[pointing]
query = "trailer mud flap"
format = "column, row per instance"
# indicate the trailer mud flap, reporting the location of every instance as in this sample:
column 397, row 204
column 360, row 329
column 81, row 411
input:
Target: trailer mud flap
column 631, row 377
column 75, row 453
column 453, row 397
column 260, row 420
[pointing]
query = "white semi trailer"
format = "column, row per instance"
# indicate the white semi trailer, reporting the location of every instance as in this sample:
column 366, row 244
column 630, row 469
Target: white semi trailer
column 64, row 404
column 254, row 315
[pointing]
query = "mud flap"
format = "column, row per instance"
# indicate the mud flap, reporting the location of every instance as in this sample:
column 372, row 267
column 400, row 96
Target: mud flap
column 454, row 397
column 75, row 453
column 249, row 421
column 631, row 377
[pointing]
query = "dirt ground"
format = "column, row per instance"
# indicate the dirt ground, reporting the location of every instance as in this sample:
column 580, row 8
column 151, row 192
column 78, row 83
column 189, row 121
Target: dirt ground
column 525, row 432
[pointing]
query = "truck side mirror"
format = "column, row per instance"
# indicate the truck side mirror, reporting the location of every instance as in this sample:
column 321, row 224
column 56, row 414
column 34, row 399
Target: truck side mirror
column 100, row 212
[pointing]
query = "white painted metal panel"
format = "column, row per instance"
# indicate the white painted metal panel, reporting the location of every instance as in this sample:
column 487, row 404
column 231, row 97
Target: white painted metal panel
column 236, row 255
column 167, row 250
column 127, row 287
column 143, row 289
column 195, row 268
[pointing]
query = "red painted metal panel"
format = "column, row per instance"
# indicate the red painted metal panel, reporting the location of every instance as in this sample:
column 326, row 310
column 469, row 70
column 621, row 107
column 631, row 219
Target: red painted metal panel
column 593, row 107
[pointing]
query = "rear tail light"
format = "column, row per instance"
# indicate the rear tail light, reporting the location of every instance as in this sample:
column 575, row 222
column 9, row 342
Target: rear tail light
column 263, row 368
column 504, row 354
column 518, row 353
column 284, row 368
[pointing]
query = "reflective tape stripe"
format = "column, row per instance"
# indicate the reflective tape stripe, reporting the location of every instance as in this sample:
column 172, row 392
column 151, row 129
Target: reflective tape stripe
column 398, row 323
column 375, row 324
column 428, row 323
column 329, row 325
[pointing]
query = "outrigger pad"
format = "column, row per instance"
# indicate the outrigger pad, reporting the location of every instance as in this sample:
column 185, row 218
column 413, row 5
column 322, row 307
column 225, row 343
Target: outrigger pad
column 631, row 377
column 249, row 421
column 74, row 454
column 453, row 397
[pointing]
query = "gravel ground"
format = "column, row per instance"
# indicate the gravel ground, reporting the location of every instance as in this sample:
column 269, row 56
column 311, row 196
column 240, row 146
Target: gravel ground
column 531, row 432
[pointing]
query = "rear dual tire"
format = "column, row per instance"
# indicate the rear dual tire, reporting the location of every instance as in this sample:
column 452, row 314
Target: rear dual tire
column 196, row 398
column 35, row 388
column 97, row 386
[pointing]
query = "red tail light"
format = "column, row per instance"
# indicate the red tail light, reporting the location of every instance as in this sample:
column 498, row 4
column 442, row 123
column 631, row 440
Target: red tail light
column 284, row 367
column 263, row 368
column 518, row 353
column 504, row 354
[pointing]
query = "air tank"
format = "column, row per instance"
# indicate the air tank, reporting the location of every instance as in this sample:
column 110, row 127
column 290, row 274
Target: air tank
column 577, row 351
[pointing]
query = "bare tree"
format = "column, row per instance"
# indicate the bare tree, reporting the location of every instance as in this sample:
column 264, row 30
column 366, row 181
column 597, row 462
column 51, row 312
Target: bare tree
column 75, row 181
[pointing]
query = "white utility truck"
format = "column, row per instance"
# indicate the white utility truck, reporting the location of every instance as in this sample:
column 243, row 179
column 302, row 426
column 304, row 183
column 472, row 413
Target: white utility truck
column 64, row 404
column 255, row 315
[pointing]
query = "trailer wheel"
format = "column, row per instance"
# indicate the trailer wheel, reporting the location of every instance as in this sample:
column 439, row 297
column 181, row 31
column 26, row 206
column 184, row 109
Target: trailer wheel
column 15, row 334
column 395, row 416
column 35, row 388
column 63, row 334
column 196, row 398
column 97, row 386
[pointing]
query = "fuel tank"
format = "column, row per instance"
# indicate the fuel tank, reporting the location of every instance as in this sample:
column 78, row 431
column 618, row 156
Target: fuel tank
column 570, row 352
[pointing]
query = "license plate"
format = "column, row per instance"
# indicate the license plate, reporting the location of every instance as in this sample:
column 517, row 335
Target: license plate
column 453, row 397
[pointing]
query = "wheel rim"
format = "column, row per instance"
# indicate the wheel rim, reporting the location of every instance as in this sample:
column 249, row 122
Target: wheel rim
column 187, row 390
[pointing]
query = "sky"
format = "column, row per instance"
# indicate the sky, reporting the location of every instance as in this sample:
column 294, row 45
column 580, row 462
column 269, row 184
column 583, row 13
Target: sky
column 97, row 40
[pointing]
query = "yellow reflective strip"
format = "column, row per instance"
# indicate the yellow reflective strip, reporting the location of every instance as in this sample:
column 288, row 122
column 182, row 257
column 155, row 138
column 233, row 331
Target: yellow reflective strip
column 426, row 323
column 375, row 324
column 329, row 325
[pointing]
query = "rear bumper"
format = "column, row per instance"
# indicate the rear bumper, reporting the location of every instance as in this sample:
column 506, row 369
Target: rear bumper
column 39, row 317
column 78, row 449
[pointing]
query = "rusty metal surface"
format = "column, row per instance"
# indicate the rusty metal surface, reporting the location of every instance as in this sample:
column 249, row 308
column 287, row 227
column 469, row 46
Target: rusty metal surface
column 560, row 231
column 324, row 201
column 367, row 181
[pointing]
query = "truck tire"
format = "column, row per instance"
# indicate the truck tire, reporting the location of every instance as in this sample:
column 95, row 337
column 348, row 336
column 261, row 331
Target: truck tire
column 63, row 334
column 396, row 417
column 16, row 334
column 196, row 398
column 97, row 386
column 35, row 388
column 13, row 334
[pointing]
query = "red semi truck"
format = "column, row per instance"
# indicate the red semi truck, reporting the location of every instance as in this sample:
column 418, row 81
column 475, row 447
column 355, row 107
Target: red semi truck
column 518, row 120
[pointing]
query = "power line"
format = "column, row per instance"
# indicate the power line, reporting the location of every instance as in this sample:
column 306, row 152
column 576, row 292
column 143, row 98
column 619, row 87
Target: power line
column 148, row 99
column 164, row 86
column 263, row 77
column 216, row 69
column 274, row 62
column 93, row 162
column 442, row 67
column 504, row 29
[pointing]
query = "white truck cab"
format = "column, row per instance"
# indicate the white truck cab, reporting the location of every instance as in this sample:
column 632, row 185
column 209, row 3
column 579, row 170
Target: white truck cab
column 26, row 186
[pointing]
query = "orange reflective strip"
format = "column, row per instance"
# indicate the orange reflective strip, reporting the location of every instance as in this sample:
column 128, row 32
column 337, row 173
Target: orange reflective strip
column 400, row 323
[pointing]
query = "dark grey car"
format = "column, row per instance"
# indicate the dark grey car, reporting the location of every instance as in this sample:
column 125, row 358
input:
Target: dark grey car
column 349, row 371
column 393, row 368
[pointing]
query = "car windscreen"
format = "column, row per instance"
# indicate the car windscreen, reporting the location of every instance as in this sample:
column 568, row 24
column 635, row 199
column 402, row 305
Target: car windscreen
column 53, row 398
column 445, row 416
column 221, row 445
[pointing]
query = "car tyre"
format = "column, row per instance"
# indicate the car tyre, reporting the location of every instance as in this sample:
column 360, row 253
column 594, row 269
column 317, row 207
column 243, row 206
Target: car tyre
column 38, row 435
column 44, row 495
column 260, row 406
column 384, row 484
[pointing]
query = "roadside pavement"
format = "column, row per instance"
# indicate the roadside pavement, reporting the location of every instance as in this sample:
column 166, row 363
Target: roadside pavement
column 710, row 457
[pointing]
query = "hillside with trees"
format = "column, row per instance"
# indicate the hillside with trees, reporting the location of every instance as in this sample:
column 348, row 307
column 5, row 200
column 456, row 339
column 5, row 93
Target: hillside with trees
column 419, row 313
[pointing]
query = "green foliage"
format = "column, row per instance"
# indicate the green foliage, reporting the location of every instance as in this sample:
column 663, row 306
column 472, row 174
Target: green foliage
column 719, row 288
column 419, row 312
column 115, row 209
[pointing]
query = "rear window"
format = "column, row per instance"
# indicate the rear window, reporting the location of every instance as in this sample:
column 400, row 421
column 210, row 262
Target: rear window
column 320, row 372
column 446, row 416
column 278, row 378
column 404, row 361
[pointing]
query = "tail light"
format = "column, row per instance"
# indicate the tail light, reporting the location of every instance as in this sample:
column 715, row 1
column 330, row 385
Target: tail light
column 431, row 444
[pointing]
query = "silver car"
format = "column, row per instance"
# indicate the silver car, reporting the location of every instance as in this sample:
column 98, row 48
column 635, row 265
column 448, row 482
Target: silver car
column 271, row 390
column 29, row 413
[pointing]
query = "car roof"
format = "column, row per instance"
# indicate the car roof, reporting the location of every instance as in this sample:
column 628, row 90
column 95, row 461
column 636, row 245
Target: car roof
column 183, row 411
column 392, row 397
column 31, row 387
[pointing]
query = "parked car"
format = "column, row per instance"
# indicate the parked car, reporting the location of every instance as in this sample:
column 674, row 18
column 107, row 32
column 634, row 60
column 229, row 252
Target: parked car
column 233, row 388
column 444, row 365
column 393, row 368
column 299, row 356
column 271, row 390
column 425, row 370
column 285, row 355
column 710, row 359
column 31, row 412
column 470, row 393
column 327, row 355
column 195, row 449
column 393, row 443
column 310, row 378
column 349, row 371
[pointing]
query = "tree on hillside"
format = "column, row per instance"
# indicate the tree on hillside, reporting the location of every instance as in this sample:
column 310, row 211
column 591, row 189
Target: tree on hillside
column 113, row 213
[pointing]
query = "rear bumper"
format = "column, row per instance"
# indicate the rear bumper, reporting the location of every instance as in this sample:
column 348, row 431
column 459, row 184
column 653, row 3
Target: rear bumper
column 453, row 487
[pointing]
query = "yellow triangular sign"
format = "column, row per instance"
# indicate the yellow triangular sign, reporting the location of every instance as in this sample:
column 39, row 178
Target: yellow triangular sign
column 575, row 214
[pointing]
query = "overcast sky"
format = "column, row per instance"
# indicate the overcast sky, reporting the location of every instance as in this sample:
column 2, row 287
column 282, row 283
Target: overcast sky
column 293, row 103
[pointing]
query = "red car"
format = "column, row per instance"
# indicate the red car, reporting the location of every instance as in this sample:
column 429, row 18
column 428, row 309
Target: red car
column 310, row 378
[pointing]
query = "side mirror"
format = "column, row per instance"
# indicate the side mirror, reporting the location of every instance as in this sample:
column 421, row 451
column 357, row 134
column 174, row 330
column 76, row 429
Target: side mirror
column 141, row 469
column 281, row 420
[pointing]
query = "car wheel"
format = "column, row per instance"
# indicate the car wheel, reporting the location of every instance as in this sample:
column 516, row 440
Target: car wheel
:::
> What to produce
Copy the entries above exactly, but only from the line holding "Target: silver car" through the line holding "column 229, row 252", both included.

> Expected output
Target: silver car
column 271, row 390
column 29, row 413
[pointing]
query = "car roof"
format = "column, row per instance"
# indicate the car roof, reporting the location of every instance as in this sample:
column 628, row 90
column 95, row 461
column 636, row 245
Target: car roof
column 183, row 411
column 392, row 397
column 31, row 387
[pointing]
query = "parked car"
format = "column, row per instance"
# indicate the parked car, reporting the location of every instance as in this sample:
column 674, row 18
column 107, row 32
column 634, row 60
column 229, row 252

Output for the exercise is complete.